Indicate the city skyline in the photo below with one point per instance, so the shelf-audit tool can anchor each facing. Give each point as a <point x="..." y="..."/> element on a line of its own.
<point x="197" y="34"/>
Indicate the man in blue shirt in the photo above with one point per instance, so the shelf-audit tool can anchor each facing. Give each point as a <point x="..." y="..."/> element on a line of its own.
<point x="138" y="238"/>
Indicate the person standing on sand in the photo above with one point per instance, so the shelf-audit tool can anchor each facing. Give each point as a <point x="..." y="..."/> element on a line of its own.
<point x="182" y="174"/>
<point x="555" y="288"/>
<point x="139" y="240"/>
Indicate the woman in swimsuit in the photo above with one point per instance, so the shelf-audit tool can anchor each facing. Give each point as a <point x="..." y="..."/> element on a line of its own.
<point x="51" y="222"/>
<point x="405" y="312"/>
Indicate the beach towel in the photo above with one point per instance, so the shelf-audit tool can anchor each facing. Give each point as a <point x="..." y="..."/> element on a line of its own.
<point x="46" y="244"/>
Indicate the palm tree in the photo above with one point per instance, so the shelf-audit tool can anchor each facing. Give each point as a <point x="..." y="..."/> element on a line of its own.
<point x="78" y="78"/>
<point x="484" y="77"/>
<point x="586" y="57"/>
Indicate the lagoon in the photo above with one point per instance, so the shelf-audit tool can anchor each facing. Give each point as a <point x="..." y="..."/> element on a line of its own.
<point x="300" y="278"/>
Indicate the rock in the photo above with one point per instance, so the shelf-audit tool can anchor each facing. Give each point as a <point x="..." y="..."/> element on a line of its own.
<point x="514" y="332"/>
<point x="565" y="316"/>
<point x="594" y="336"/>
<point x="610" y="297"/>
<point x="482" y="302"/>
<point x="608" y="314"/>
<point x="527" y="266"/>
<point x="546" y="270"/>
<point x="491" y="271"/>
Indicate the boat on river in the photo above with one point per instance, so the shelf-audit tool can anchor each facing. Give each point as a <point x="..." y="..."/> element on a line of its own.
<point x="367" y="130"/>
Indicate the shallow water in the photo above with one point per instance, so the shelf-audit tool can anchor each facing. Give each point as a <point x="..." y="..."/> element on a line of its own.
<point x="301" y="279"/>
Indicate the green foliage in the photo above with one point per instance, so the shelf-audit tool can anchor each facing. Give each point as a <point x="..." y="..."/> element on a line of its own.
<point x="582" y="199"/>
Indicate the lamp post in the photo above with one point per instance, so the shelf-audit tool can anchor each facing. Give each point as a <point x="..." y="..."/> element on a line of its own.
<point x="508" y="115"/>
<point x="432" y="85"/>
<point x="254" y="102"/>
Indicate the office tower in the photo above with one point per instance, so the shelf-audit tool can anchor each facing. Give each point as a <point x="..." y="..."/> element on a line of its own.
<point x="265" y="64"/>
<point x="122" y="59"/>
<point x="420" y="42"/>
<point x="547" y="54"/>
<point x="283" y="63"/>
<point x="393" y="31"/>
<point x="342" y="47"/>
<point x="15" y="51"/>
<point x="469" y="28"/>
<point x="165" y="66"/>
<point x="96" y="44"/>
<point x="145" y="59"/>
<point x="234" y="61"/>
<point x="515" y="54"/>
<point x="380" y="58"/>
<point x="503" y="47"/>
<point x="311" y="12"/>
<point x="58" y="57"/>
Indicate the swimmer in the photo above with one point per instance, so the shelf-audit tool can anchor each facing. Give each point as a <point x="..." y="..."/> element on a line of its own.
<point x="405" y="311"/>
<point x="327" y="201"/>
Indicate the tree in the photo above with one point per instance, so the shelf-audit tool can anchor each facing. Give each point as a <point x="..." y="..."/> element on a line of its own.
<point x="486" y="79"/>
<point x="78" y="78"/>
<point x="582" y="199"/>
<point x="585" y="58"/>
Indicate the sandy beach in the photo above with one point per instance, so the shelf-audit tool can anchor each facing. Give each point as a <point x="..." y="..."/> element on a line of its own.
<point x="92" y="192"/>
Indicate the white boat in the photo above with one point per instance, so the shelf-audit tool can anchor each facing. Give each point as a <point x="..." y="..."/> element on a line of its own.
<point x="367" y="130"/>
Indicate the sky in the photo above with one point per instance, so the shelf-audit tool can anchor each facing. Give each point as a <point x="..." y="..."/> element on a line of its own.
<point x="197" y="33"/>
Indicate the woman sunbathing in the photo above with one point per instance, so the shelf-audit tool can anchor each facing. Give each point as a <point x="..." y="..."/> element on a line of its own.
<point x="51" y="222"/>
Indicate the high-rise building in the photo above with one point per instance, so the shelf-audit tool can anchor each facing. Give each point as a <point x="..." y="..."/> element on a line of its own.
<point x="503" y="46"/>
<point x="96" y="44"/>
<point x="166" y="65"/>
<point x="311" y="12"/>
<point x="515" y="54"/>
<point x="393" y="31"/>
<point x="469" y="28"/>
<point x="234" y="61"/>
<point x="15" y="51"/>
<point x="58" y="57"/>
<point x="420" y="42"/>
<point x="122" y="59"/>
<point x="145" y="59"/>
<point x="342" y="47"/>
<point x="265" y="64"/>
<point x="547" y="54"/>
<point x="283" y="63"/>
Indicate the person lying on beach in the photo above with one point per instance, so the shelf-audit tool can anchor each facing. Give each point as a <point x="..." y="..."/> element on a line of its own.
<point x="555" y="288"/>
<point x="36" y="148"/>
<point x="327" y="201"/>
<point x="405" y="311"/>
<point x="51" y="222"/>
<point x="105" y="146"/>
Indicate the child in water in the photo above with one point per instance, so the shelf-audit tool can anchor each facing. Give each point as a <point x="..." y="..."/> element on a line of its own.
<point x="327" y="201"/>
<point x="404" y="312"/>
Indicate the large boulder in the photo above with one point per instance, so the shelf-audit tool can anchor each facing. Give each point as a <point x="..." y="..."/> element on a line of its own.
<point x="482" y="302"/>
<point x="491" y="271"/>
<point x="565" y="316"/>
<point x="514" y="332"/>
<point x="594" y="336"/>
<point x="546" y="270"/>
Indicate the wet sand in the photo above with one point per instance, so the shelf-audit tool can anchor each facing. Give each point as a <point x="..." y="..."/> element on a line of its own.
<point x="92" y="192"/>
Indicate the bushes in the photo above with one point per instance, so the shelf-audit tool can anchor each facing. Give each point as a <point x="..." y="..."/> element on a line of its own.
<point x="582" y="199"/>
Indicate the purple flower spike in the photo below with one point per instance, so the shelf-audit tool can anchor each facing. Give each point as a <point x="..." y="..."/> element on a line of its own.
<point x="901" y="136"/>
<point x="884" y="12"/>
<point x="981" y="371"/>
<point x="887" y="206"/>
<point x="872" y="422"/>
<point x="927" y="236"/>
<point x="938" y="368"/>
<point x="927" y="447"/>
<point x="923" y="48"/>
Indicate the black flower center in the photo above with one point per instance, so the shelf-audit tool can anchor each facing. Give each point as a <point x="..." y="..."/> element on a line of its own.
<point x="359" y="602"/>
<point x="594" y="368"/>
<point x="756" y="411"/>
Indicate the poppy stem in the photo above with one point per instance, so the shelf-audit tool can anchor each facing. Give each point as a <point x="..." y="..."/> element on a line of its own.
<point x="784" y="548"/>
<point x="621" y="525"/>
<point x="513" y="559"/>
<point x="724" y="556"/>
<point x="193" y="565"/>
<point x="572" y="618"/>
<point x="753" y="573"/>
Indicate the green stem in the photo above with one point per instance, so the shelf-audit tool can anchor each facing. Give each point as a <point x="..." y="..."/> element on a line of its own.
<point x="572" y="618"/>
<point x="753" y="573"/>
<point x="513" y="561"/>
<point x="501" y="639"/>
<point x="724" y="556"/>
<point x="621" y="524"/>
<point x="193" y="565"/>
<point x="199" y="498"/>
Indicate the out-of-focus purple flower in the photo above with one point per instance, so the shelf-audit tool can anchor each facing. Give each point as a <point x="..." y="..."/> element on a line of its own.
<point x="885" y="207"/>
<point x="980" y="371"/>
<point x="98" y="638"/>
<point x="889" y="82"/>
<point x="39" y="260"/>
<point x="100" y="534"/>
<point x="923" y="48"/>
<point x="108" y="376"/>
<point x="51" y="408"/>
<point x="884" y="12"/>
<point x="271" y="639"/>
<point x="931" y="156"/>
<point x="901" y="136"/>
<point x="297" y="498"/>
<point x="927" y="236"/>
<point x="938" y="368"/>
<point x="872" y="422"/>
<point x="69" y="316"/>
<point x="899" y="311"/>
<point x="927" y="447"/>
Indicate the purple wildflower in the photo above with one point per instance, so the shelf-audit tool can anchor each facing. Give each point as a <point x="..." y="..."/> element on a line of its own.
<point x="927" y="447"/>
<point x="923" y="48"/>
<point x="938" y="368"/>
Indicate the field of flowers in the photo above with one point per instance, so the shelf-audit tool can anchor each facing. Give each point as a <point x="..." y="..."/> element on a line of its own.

- SET PROBLEM: Everything from the line containing "Indicate the green stem" through the last line of the records must be given again exactly; leave out all other lines.

- ANSWER TO THE PROBLEM:
Indicate the green stem in the photo above with one point per instance, so the shelf-audit tool can anchor each facing. Give each point as a <point x="..." y="..."/> element on a line of its own.
<point x="572" y="618"/>
<point x="753" y="573"/>
<point x="513" y="561"/>
<point x="501" y="639"/>
<point x="724" y="556"/>
<point x="621" y="524"/>
<point x="193" y="565"/>
<point x="199" y="498"/>
Indicate the out-of-focus purple flower in the photo above with one point per instance, so the shelf-audit tool can anchor each facing. Give each point as a <point x="..." y="..."/> element on a line of its own.
<point x="885" y="207"/>
<point x="980" y="371"/>
<point x="98" y="638"/>
<point x="889" y="82"/>
<point x="39" y="260"/>
<point x="100" y="534"/>
<point x="923" y="48"/>
<point x="108" y="376"/>
<point x="51" y="408"/>
<point x="884" y="12"/>
<point x="271" y="639"/>
<point x="931" y="156"/>
<point x="901" y="136"/>
<point x="297" y="498"/>
<point x="927" y="236"/>
<point x="938" y="368"/>
<point x="872" y="422"/>
<point x="69" y="316"/>
<point x="899" y="311"/>
<point x="927" y="447"/>
Indicate the purple wildflower in the photo above with one point per instance, so the shelf-audit tool can anchor each facing. Give each point as a <point x="..." y="..."/> element on a line of its own.
<point x="927" y="447"/>
<point x="923" y="48"/>
<point x="938" y="368"/>
Indicate the field of flowers in the photo above with one point per instance, so the shelf-audit tool can anchor each facing. Give each point as a <point x="..." y="..."/> element on a line of its own.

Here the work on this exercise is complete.